Exercise materials:

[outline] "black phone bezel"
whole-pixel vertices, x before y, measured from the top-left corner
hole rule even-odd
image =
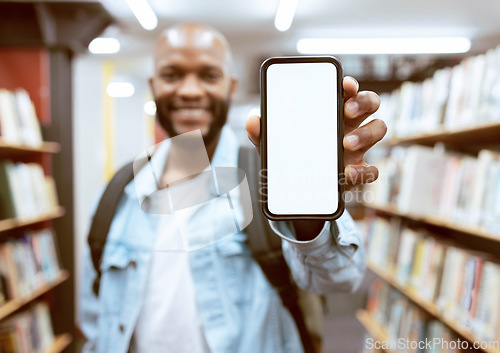
[[[273,64],[296,64],[296,63],[331,63],[337,69],[337,161],[338,161],[338,192],[339,203],[337,210],[332,214],[289,214],[277,215],[269,211],[267,200],[267,69]],[[261,210],[268,219],[272,221],[291,221],[291,220],[324,220],[331,221],[338,219],[345,209],[344,193],[344,97],[343,97],[343,70],[342,64],[334,56],[282,56],[272,57],[265,60],[260,67],[260,111],[261,111],[261,173],[260,173],[260,188],[259,197]]]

To be done: Print every line of the records above word for word, leaving out the pictures.

Result of the exercise:
[outline] "black phone bezel"
whole-pixel vertices, x before y, measured from the top-left corner
hole rule even-odd
image =
[[[273,64],[296,64],[296,63],[331,63],[337,69],[337,161],[338,161],[338,192],[339,203],[337,210],[332,214],[289,214],[277,215],[269,211],[267,200],[267,69]],[[261,210],[268,219],[272,221],[291,221],[291,220],[324,220],[331,221],[338,219],[345,209],[344,193],[344,97],[343,97],[343,70],[342,64],[334,56],[282,56],[272,57],[265,60],[260,67],[260,111],[261,111],[261,173],[260,173],[260,188],[259,197]]]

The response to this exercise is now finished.